__Given passage__:
Of course, lasers are used within a plethora of applications, so a laser may be tested to ensure its design performs to the specifications of that application. Nowadays, the laser could also be subjected to lifetime and reliability testing, as Coherent’s Bergman says: ‘There is increasing demand for monitoring the health and status of lasers used in certain processes such as laser welding in the automotive industry.’
There are also numerous uses of laser testing and monitoring within laser processing applications, according to Bergman, who adds: ‘This can range from sensors located at numerous pick-off points within the beam path providing real-time feedback to monitor for potential degradation of optics or other equipment, to a sample taken before each laser process is performed to ensure the laser energy hitting the work is within acceptable parameters.’
Laser measurement is common with field service engineers too, according to Bergman: ‘The equipment is used to monitor the laser output before and after repair and is also used to certify the performance of the laser.’
And these applications are all becoming increasingly strict with their testing as users require a far more stable laser than has been accepted in past years, according to Grahame Rogers, managing director at Laser Support Services. He says: ‘The reason why people are looking for more stringent testing is that applications are becoming more stringent with more precise measurement and reliability issues. In addition, some lasers are used to optically pump other lasers, and these need a higher degree of stability and beam pointing.’
Rogers adds it is also challenging to ensure the environment the laser is tested in remains the same.

__Your assignment__: Resume the passage on laser testing and monitoring, picking up right after its last sentence.

__Extracted material__:

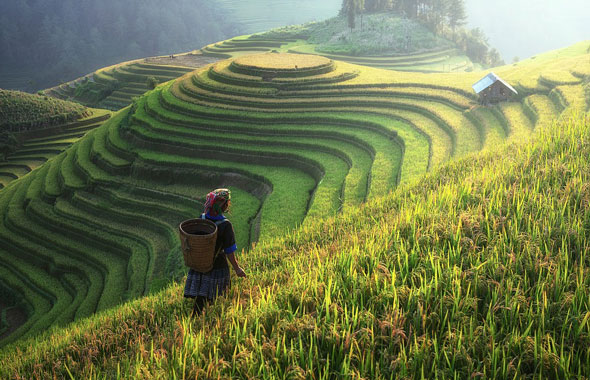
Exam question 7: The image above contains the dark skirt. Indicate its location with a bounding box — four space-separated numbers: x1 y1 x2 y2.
184 265 230 300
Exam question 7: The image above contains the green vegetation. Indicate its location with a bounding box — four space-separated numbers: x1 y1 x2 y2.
0 38 590 358
0 89 87 132
201 13 474 72
0 0 240 92
45 61 194 111
0 112 590 379
0 108 111 189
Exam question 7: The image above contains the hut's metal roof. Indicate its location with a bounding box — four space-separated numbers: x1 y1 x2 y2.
471 73 518 94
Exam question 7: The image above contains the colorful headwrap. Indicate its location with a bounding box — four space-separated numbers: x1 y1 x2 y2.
205 189 231 214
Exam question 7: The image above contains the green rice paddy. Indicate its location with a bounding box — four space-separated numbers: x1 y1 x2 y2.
0 33 590 379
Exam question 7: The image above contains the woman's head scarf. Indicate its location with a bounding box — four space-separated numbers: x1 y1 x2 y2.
205 189 231 214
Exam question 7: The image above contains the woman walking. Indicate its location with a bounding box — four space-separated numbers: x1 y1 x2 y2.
184 189 246 317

__Result of the task__:
As with any sector in the electro optics industry, the laser testing market is evolving, with a few trends popping up. For example, there is a tendency towards more computer interfacing and data analysis, as Bergman explains: ‘More customers want to be able to retain test data in manufacturing or take data and analyse it on their PC later.’
Ophir-Spiricon’s Quasar is a wireless device that allows users to place the meter away from their PC or laptop.
And as users want to play with laser testing data, the vendors are also getting more savvy on how to get the data to the PCs in the first place, as Kenneth Ferree, VP of sales and marketing for Ophir Spiricon, says: ‘A popular device with our customers is Quasar, which is a Bluetooth device so you can have a wireless connection with your PC and wireless is one of the emerging trends within the industry.’
Quasar lets operators separate the placement of a remote laser energy meter and their PC or laptop. The wireless interface therefore reduces cable clutter and can accommodate hard-tomeasure areas such as glove boxes or high power lasers behind barriers.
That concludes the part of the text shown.